I am reproducing it here for those who, despite my evangelising, still cannot bring themselves to dip their toes in the wide Twitter sea:

Whatever became of old Mrs Pearce? - Novelist Jean Rhys contributes this week's guest column in our International Women's Year series

In one of Aldous Huxley's stories a Mr Hutton remarks that whenever he hears the word 'cynical' he longs to say 'Bow wow'. Every time I hear the remark, 'she thinks she's young' (for it's nearly always 'she'), I feel like saying 'Bow wow wow'. For to think you're young when you're old is an impossibility. Old people are constantly reminded, every day, every hour, almost every minute, that they are old; only a lunatic wouldn't be convinced.

But age seldom arrives smoothly or quickly. It's more often a succession of jerks. After the first, you slowly recover. You 'learn to live with the consequences'. Then comes another and another. At last you realise that you'll never feel perfectly well again, never be able to move easily, or see or hear well.

Set of tasks:
A - Answer these questions from the column on old age:
(i) In what series does the guest column appear?
(ii) In the Aldous Huxley story, what does Mr Hutton long to say whenever he hears the word 'cynical'?
(iii) According to the column, how does age more often arrive?
B - Set down the passage of the column on old age from "In one of Aldous" up to and including "or hear well.", word for word.
The data that comes next has nothing to do with the column on old age.

Entries provided:
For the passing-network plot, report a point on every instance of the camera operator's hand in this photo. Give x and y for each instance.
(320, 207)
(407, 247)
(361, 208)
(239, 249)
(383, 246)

The results:
A -
(i) The International Women's Year series.
(ii) 'Bow wow'.
(iii) As a succession of jerks.

B -
In one of Aldous Huxley's stories a Mr Hutton remarks that whenever he hears the word 'cynical' he longs to say 'Bow wow'. Every time I hear the remark, 'she thinks she's young' (for it's nearly always 'she'), I feel like saying 'Bow wow wow'. For to think you're young when you're old is an impossibility. Old people are constantly reminded, every day, every hour, almost every minute, that they are old; only a lunatic wouldn't be convinced.

But age seldom arrives smoothly or quickly. It's more often a succession of jerks. After the first, you slowly recover. You 'learn to live with the consequences'. Then comes another and another. At last you realise that you'll never feel perfectly well again, never be able to move easily, or see or hear well.